What is the count of lines in the data that hold the string "wooden"? State the number alone.

***** Data for analysis

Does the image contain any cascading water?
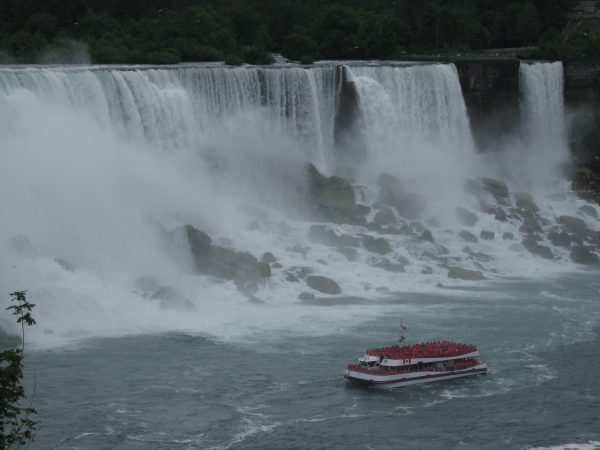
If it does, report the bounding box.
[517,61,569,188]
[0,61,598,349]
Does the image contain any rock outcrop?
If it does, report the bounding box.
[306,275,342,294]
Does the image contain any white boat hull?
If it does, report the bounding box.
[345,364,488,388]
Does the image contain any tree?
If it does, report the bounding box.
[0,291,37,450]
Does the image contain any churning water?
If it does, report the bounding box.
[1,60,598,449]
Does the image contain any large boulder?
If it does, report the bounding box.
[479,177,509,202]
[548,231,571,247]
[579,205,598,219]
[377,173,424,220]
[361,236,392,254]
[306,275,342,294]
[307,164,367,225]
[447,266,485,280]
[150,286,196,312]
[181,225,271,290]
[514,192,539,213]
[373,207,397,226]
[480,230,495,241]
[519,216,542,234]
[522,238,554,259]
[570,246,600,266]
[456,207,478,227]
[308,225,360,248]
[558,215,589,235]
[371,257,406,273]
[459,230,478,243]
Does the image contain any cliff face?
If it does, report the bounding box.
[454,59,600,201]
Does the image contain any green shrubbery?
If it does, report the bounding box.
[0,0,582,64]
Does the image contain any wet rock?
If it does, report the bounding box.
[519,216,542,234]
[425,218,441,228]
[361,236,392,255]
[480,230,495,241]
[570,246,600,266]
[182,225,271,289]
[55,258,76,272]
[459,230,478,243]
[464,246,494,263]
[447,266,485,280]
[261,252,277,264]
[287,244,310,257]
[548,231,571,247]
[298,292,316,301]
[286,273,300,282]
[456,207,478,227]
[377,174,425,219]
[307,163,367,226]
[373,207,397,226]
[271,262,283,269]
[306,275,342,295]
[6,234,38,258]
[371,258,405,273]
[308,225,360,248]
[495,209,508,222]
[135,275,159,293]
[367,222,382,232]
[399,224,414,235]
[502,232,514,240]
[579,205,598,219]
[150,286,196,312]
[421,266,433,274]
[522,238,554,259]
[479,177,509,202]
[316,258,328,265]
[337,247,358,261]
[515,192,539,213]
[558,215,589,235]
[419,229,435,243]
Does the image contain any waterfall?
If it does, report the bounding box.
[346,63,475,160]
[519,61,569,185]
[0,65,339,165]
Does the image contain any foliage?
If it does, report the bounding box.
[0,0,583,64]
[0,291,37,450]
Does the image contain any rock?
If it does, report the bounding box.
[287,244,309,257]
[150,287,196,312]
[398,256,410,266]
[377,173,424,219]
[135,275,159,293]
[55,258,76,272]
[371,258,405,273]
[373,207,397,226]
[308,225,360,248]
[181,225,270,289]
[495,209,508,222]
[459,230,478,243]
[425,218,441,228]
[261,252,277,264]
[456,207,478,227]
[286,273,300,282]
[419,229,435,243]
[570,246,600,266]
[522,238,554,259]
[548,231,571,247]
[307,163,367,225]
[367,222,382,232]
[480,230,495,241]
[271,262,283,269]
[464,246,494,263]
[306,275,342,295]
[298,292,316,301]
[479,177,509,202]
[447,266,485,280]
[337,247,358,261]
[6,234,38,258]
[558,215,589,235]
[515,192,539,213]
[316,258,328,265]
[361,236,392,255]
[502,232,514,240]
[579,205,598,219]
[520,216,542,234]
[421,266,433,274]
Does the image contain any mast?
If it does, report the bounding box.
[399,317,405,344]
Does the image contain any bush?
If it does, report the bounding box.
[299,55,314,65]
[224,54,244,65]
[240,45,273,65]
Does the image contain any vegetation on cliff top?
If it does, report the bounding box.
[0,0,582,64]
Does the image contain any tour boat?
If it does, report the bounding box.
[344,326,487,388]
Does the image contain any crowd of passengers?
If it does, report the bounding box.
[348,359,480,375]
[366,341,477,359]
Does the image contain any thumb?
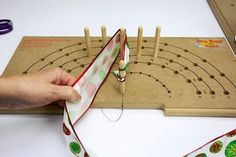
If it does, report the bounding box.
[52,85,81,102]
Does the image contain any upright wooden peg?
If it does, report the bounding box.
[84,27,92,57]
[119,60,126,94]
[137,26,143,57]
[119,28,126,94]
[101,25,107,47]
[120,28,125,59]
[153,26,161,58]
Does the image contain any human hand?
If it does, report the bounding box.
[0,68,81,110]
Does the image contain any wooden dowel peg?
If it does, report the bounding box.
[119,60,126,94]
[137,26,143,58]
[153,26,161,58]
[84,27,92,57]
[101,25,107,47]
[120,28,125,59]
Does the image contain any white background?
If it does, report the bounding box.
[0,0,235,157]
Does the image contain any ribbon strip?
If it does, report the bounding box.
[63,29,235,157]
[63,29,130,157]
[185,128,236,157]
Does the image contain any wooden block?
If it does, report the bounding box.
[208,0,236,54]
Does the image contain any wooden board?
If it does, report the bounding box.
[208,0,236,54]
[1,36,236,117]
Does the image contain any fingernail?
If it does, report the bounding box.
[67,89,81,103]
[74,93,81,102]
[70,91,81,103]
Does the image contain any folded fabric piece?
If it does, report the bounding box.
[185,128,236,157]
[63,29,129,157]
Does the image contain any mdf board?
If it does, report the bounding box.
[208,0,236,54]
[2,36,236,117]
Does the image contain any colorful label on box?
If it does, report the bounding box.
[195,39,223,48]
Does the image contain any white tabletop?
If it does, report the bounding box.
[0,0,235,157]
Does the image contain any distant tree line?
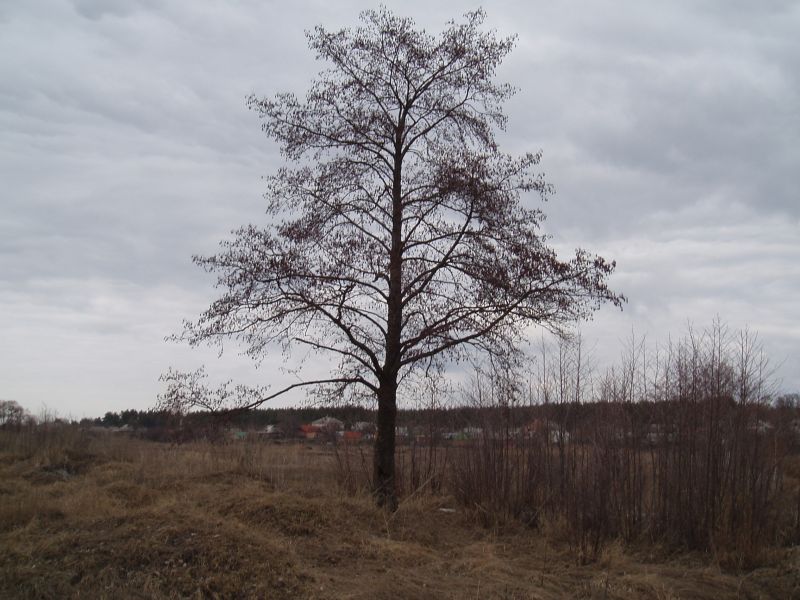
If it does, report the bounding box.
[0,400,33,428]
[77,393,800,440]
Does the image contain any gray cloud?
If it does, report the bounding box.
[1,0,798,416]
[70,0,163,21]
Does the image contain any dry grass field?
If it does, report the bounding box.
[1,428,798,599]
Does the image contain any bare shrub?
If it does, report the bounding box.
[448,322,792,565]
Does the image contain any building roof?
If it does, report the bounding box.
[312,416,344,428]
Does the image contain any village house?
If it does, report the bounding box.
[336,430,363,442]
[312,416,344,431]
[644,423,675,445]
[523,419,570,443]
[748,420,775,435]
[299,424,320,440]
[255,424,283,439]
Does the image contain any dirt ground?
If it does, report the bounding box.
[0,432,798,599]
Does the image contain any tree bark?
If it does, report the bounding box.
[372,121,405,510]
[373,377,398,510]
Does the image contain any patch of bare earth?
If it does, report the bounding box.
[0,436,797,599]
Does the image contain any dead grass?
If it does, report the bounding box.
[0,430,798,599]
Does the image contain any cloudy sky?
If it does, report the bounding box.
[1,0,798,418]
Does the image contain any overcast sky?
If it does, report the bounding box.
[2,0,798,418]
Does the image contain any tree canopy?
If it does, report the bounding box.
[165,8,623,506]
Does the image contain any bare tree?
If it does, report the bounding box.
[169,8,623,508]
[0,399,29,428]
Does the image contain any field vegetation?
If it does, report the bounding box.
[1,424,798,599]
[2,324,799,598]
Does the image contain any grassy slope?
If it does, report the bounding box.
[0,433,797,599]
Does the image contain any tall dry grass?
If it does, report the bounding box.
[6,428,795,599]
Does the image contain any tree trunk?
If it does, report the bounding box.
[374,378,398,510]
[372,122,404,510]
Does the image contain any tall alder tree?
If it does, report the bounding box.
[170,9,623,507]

**********
***** Data for analysis

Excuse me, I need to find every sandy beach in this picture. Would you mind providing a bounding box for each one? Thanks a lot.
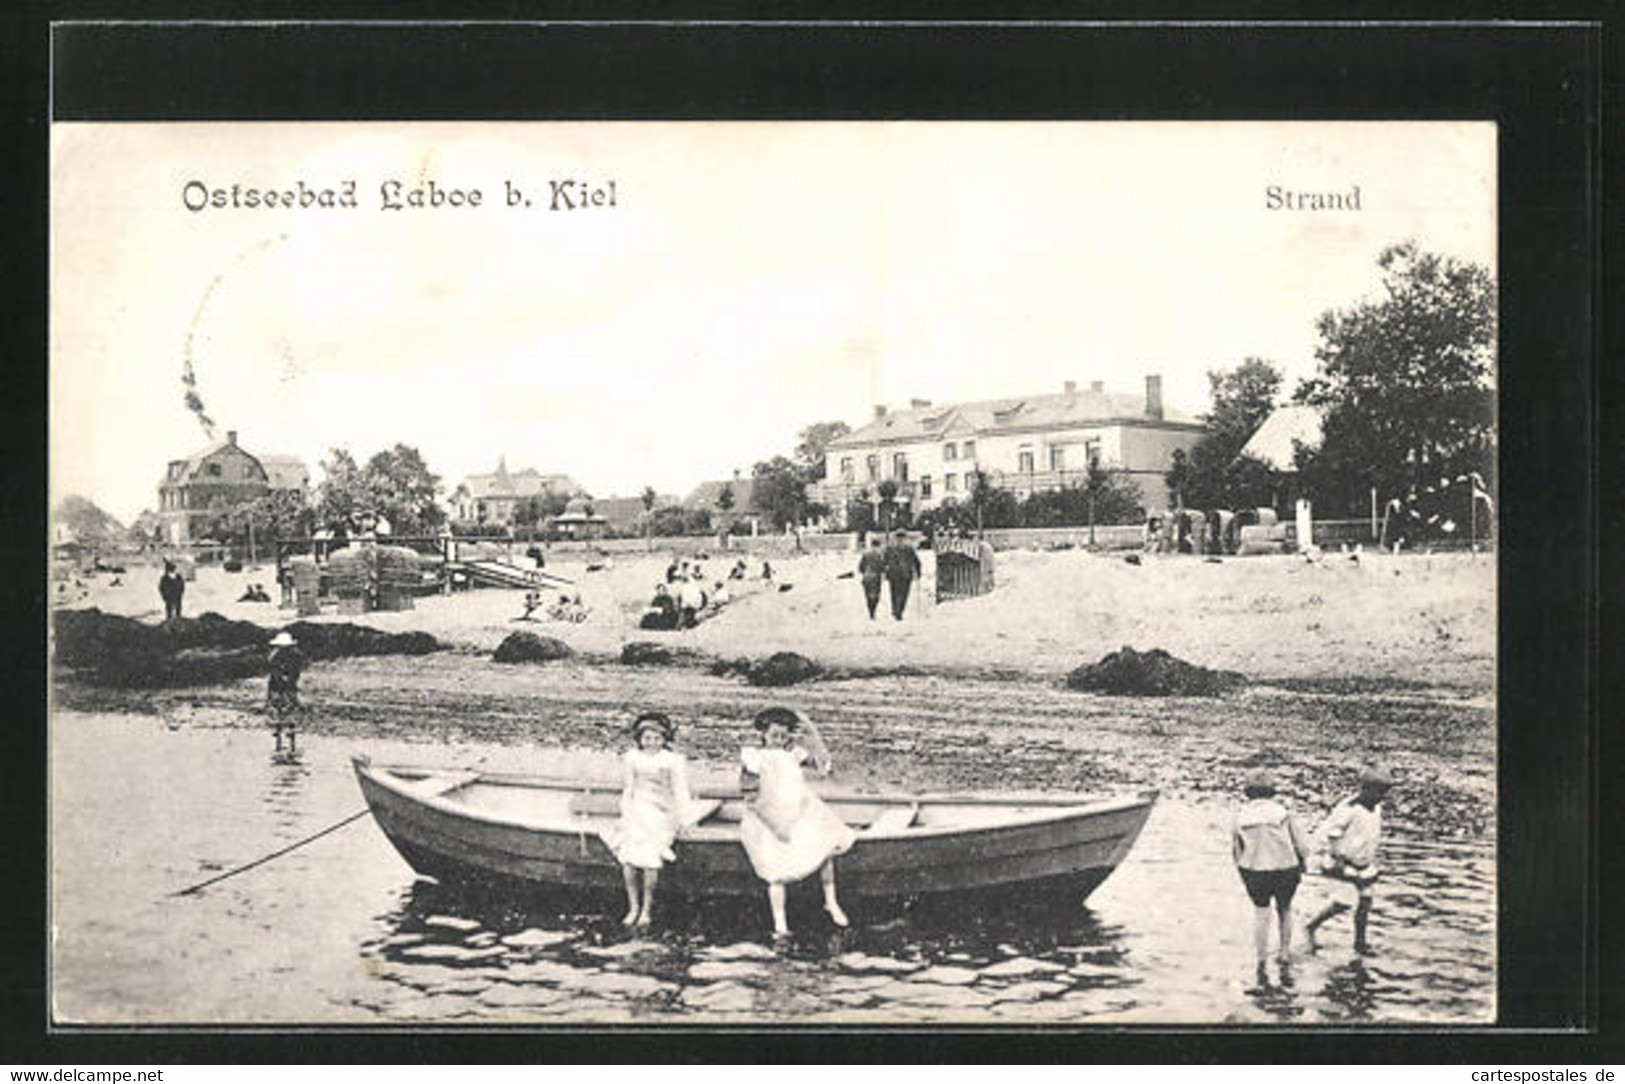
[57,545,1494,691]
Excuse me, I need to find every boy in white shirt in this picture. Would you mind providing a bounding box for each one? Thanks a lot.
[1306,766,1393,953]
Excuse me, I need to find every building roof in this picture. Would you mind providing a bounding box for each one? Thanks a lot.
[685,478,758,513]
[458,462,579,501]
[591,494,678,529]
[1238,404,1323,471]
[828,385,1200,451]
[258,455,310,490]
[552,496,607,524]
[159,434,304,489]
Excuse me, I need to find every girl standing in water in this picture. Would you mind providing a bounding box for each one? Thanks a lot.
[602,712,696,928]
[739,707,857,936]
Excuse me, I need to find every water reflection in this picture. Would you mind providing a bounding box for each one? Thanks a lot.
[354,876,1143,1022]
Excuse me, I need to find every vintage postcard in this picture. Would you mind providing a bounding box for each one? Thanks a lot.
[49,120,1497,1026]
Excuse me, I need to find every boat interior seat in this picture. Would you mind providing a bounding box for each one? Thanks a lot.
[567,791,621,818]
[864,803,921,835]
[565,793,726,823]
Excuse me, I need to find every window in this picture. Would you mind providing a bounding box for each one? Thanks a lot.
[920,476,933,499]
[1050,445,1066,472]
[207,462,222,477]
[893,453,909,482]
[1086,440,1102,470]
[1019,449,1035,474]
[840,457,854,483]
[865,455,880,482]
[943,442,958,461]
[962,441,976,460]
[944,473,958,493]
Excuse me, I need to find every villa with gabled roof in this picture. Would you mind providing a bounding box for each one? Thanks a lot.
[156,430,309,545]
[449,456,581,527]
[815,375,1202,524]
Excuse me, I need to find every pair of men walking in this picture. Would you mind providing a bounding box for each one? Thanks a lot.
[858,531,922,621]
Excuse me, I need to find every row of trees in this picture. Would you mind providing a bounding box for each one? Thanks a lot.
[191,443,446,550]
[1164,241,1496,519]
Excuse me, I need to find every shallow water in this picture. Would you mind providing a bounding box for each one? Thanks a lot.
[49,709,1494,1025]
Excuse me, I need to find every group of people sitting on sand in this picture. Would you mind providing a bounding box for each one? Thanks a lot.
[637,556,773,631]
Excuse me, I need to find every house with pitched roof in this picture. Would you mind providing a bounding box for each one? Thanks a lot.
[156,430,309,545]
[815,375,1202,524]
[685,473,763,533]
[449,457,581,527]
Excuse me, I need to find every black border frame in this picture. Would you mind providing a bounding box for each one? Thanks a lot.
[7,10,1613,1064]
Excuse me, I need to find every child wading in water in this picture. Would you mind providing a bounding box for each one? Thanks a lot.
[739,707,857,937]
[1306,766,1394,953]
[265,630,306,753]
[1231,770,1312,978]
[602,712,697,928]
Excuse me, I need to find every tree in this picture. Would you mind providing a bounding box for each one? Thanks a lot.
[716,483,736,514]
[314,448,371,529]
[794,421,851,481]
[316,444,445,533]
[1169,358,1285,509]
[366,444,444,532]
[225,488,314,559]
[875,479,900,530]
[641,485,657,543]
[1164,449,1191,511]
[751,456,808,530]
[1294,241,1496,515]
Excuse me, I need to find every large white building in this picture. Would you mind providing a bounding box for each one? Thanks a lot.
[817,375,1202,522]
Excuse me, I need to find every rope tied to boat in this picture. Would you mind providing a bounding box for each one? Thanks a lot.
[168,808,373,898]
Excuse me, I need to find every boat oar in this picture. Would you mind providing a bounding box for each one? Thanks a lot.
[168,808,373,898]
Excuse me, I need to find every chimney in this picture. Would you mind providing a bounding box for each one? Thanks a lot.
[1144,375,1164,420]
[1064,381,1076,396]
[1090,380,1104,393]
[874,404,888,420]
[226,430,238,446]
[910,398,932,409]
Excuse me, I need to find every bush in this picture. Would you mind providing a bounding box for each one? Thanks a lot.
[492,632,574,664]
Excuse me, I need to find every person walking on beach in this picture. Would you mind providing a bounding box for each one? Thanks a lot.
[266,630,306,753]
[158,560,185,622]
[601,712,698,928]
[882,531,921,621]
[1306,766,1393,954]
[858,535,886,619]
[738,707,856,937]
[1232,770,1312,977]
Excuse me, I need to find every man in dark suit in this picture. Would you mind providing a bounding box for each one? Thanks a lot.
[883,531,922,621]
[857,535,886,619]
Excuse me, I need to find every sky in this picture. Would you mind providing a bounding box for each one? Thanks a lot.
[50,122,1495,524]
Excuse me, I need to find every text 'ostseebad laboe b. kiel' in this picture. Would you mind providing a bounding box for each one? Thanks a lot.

**********
***** Data for analysis

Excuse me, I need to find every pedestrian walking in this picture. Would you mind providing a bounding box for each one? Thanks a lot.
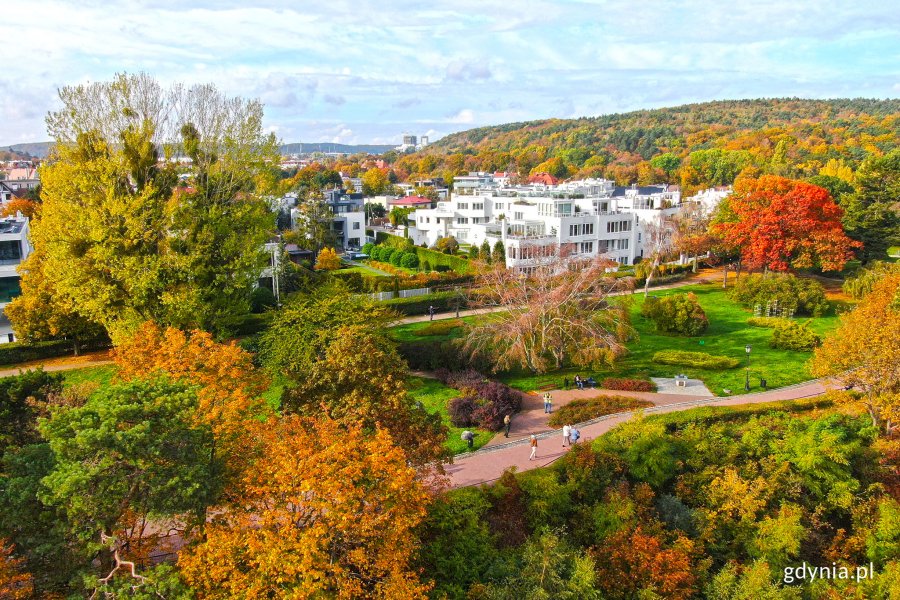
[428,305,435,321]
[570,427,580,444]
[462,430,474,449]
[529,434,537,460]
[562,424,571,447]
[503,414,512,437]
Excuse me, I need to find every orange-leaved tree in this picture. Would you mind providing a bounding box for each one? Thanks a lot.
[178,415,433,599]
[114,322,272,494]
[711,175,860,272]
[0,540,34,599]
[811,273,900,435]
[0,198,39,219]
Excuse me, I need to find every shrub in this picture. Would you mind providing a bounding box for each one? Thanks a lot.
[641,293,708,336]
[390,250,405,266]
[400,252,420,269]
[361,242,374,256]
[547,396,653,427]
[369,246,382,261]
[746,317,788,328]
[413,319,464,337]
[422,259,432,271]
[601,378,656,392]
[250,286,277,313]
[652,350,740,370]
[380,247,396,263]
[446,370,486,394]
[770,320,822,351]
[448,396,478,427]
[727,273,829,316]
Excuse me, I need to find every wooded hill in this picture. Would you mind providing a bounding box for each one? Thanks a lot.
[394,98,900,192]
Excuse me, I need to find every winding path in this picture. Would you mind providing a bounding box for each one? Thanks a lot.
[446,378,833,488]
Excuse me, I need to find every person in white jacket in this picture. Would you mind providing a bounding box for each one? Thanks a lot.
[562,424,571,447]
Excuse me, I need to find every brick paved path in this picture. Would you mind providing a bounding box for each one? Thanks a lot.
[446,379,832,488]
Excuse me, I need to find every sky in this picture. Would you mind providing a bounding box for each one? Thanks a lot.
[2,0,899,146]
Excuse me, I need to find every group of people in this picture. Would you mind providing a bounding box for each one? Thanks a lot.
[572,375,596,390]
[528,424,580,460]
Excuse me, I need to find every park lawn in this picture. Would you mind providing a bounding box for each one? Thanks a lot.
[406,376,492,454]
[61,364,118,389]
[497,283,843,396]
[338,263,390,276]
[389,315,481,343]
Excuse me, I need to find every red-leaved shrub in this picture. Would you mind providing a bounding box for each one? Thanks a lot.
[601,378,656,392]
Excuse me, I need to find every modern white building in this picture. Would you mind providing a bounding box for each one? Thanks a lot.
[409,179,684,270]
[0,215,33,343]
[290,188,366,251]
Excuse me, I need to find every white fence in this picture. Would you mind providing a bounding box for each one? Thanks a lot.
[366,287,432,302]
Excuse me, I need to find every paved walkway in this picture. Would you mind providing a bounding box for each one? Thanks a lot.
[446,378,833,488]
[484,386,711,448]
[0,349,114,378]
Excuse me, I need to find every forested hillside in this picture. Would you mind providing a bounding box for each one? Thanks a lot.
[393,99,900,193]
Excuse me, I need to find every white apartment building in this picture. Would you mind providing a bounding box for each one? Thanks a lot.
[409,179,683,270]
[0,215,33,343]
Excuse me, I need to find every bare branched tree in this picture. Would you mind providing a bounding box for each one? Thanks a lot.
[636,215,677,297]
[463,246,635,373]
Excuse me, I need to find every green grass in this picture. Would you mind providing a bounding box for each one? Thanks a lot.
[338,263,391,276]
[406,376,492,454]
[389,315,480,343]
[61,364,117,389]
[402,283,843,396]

**********

▸ **Completed exercise**
4